_Supplied text_

Creating Individual Futures a new perspective on career management by Charles Brass
Wednesday, June 22, 2011 at 11:56AM 
Over recent years a new breed of consultant and counsellor has emerged. Called career managers their advertisements and opinions often grace the employment section of major newspapers.
Careers counsellors have long been employed within schools and universities to guide those just setting out on their careers. Recently these same practitioners have emerged into the wider world, offering their services to people at all stages of their lives.
There are a number of reasons for the broadening of the roles of career management consultants.
The first is the difficulty many people face in navigating their way through the recruitment maze. This is a complex process and, like much in our modern lives, recruitment is a race in which there are many contestants but only one winner.
As Robert Frank, economist author of “The Winner Take All Society”, noted in 1994: the high value of the prize given for winning such races encourages participants to undertake all sorts of ethical (and not so ethical) behaviour, which might include hiring a coach.
A second reason for the emergence of career counsellors (not unrelated to the first) has been an increasing use of informal recruitment channels. Some sources suggest that 70% of jobs are filled without ever having been advertised. Understanding how to tap this ‘hidden recruitment market’ requires specialised skills and experience.

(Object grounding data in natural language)
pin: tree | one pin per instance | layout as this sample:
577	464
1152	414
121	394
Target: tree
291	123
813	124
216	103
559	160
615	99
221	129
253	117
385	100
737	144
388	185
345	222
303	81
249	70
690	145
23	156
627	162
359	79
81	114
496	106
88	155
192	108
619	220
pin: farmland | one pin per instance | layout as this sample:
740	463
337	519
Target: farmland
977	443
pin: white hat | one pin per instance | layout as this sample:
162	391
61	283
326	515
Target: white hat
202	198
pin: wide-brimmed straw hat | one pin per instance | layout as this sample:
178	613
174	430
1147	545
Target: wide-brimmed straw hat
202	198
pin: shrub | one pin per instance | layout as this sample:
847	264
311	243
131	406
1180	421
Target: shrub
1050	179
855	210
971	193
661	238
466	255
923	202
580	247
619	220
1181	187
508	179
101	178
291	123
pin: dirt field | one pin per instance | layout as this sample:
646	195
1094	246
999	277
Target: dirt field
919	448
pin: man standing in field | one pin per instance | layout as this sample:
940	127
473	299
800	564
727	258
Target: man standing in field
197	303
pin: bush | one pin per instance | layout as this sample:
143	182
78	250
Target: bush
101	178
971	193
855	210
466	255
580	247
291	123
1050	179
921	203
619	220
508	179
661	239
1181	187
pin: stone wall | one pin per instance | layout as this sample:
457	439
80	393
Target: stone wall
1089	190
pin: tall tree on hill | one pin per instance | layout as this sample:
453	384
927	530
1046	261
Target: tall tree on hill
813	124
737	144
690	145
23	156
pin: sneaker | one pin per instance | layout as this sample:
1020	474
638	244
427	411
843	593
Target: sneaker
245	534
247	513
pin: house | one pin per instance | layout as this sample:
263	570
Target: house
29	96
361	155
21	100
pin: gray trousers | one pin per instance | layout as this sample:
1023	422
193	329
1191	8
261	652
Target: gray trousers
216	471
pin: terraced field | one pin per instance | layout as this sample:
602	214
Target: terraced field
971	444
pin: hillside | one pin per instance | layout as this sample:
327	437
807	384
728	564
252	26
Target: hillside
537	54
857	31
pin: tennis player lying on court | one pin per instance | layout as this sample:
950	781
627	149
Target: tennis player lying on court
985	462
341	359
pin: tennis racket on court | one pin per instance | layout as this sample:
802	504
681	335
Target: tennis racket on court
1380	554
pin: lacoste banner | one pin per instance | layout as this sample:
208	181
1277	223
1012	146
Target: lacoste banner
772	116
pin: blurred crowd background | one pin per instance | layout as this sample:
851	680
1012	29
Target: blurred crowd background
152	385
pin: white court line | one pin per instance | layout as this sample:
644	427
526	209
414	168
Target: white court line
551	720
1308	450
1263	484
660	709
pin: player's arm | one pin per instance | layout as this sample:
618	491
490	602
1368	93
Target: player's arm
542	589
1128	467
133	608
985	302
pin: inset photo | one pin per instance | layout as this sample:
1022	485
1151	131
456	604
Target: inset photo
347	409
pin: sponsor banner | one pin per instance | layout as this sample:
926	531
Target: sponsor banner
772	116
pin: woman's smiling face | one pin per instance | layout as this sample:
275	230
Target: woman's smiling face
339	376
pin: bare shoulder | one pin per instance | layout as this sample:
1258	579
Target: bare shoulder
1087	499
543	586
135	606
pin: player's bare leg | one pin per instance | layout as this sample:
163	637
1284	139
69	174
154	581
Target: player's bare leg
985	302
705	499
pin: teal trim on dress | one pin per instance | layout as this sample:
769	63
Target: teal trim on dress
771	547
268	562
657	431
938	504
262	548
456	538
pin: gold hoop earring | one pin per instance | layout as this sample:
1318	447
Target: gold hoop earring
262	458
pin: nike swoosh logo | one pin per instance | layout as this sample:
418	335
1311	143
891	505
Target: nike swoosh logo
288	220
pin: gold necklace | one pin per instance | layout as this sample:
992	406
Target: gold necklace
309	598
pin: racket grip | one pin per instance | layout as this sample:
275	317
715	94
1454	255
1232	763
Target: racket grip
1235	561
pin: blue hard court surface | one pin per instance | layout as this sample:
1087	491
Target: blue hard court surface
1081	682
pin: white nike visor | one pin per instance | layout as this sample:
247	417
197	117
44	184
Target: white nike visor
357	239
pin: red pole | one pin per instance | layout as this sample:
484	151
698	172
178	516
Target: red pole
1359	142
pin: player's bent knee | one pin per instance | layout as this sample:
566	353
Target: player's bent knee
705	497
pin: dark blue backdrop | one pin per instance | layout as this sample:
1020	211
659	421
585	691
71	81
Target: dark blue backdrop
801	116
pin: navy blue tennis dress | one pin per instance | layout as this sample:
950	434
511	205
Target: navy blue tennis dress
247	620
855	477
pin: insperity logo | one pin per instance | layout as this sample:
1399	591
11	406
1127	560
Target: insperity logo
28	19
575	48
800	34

_List of tasks_
A) What share of jobs do some sources say are filled without ever being advertised, according to the career management article?
B) Extend the career management article, starting right after its final sentence.
The items are separate material with no tie to the career management article.

_Results of the tasks_
A) 70%

B)
A third reason has much to do with the changing nature of work itself, and of people’s expectations of their work.
Australia has been steadily deregulating our labour market for over 20 years. This has lead to an explosion in the type of jobs available and an erosion of the expectation that someone might have a single career for life.
My first job, in 1970, was to help a licenced grocer meet her legislative obligation to have all alcohol off the road before 1pm on Saturdays. Nowadays, not only does no-one know what a licenced grocer was, but the idea that you could not buy anything you wanted 24 hours a day 7 days a week only identifies an unexploited niche market.
My son’s first job, in 2000, was delivering prescriptions for a chemist, but no-one, least of all himself, expects him to spend his entire life in pharmaceuticals. He does recognise, however, that he might possibly need some professional help as he changes his career directions throughout his life.
The combination of these three factors has increased the demand for specialist consultants focusing on helping people change careers.
Most of these professionals have begun either in human resources of psychological counselling and slowly begun to bring their expertise to helping manage career changes.
Recently a new perspective – futures thinking or strategic foresight - is beginning to be brought to these activities.
Futures thinking as a discipline emerged in the USA during the 1960s, but for over 10 years one Australian university (Swinburne) has been offering a masters degree in strategic foresight, and is now expanding to offer futures subjects in a wide range of undergraduate courses.
Many of those who graduate with a masters in strategic foresight intend to work with governments and corporations to help shape large scale futures.
A number, however, are offering to help individuals create their personal futures.
Just as an archaeologist or crime scene investigator brings a wide range of tools and techniques to helping understand the past, a futurist employs their specialist skills to help others better engage with the future.
Adding this foresight dimension to the career management process recognises that one’s job is only a part of one’s life – and that one’s life tends to work better when all the parts are both aligned and coherent.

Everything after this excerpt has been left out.